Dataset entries

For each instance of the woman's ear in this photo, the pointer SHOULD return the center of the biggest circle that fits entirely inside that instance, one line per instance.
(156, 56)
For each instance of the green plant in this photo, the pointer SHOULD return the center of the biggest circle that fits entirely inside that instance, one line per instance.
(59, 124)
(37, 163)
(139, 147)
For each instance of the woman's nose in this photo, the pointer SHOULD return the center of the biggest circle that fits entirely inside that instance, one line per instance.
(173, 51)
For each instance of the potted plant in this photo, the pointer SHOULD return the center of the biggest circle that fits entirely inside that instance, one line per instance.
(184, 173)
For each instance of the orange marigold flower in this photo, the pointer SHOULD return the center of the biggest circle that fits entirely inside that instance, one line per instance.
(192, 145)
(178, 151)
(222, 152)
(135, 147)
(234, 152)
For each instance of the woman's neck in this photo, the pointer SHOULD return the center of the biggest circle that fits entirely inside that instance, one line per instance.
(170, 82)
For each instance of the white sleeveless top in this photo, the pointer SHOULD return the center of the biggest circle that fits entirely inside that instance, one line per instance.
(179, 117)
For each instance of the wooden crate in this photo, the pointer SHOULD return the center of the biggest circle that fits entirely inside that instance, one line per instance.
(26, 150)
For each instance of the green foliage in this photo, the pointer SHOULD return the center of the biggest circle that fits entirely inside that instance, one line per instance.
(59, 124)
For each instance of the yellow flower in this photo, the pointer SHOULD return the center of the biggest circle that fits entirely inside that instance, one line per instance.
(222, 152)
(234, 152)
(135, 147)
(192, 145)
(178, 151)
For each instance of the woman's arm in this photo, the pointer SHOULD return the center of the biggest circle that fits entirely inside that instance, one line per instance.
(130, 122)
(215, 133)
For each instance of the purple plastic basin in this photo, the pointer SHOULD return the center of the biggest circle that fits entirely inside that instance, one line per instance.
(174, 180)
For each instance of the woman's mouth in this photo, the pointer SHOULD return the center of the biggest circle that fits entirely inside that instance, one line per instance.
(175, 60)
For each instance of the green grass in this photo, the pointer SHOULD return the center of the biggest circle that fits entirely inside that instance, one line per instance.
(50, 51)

▶ [Task statement] Begin at the line that has "For each instance of the woman's mouth" and stop after the last of the entries. Write those lines out again, changing "green grass" to "lawn" and leaving everything else as it is.

▶ [Result]
For each instance of the woman's mouth in this photo, the pointer SHOULD return the center of the biggest circle that fits entirely inside that instance, one line per instance.
(175, 60)
For each instance of the lawn in this photo, the pointer SHOULD return the center of the biggest circle that fits entirely inside that instance, one line per instance.
(50, 51)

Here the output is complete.